> **Text to read**
★ ★ ★ ★ ★ ★ ★

I know you know this, but it's dreadful out there. When the FDIC ups its protection of bank deposits by $150,000 per person per institution, and the federal government takes equity positions in our biggest banks, "bad" takes on a whole new meaning.

And when widow-and-orphan stocks -- so named because they're supposed to be the safest in the market, and thus suitable for those who can't shoulder a loss -- not only tank, but help to create a global fiscal crisis, well, things have definitely gone from bad to worse.

The safest of the safe
Widow-and-orphan stocks typically have three things in common as they go about the business of providing reasonably safe returns:

  • Steady but unspectacular rates of return.
  • Solid and growing dividends.
  • Industries that are neither highly cyclical, faddish, or particularly growth-oriented.

In fact, studies have shown that dividend payers can actually grow faster than non-dividend payers -- belying the reputation of "widow and orphan" stocks as boring and stodgy.

★ ★ ★ ★ ★ ★ ★

> **Excerpted data**
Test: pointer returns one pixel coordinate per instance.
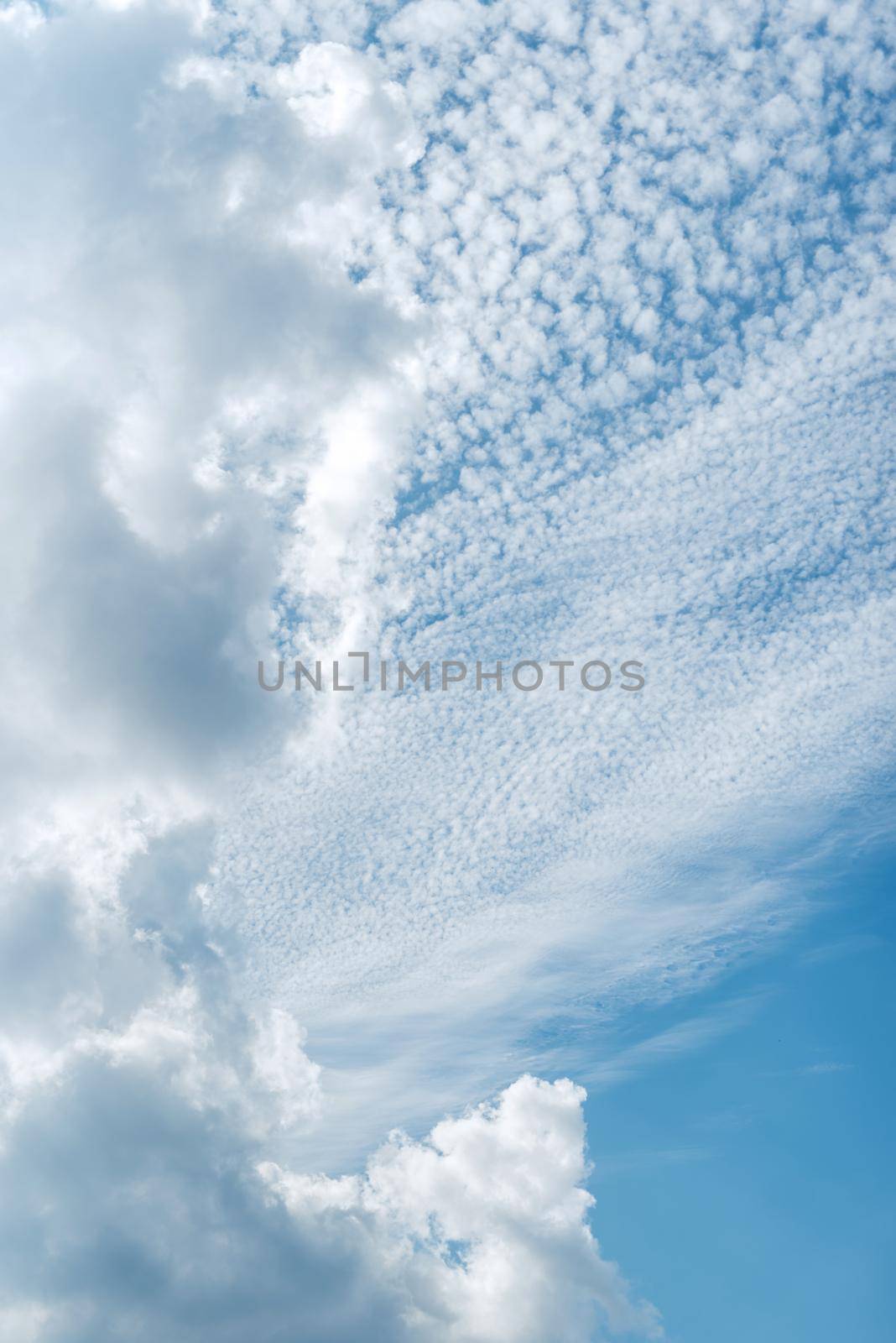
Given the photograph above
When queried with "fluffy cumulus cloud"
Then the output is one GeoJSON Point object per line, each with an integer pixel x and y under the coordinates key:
{"type": "Point", "coordinates": [445, 331]}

★ ★ ★ ★ ★ ★ ★

> **Problems**
**A.** Print the passage on widow-and-orphan stocks word for word, starting with "The safest of" and going on through "rates of return.".
**B.** According to the passage on widow-and-orphan stocks, why do these stocks carry that name?
The records have no connection to the passage on widow-and-orphan stocks.

> **Answers provided**
**A.**
The safest of the safe
Widow-and-orphan stocks typically have three things in common as they go about the business of providing reasonably safe returns:

  • Steady but unspectacular rates of return.

**B.** They are so named because they are supposed to be the safest stocks in the market. That makes them suitable for people who can't shoulder a loss.